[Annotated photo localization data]
>>>>>
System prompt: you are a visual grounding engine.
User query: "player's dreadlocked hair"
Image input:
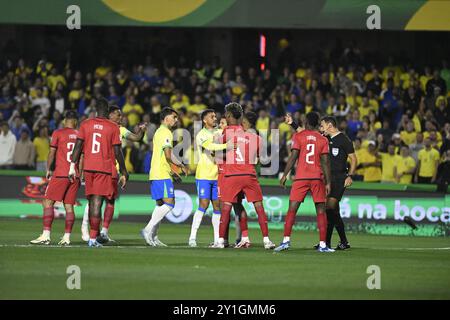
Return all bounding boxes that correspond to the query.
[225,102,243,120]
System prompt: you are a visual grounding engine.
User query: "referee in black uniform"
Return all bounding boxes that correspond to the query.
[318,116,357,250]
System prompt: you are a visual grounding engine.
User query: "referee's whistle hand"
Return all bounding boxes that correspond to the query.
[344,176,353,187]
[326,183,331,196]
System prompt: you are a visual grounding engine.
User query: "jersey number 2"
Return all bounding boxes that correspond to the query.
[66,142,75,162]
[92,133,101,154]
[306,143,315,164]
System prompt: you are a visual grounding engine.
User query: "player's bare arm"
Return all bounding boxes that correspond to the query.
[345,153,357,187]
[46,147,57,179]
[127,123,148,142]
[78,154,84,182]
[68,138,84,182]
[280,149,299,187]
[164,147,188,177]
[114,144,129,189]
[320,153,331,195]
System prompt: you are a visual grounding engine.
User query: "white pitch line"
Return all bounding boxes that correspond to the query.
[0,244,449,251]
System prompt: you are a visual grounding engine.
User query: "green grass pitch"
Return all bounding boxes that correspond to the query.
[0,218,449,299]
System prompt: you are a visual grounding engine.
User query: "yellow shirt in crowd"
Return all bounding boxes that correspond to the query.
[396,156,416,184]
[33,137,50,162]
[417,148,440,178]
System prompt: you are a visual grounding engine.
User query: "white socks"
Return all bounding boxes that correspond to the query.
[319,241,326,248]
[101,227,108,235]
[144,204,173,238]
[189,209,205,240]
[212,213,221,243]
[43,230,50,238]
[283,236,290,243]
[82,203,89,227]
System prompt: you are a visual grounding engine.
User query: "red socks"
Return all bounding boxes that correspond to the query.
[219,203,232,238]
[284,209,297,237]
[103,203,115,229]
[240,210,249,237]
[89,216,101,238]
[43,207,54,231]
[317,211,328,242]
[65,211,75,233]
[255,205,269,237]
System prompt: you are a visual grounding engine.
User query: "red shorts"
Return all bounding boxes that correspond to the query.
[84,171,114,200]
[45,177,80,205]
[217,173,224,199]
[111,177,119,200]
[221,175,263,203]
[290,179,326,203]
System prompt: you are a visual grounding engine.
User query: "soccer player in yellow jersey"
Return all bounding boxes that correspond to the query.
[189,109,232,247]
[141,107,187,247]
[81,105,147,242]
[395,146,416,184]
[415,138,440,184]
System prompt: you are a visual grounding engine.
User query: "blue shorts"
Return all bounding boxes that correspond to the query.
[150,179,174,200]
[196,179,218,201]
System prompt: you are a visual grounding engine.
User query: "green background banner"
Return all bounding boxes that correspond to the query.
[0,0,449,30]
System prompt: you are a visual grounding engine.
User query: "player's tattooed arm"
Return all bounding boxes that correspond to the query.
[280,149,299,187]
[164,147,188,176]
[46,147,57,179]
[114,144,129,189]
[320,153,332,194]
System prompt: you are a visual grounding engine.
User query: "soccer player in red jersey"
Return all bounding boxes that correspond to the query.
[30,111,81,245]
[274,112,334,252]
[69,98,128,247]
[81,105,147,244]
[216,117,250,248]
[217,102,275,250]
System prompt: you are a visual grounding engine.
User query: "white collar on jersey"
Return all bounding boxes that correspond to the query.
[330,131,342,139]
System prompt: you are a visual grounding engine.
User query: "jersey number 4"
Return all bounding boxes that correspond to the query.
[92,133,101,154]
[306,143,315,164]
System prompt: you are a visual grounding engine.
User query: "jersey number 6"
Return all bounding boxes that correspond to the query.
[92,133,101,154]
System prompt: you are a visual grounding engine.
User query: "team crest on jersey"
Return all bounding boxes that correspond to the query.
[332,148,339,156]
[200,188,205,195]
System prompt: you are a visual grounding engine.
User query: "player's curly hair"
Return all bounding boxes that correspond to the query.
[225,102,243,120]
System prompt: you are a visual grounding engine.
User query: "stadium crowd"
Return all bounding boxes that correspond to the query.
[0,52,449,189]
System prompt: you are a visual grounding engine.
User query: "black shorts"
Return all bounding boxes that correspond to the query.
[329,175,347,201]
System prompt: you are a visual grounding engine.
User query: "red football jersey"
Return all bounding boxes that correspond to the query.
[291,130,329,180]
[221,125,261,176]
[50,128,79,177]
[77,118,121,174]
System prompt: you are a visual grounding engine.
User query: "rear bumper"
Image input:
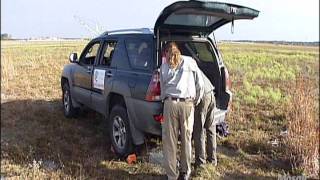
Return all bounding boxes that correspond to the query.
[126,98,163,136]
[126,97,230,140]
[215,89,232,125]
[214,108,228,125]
<<<<<
→ Task details
Across the entries, tally every line that contains the word "number" and report the sum by itself.

→ Answer section
3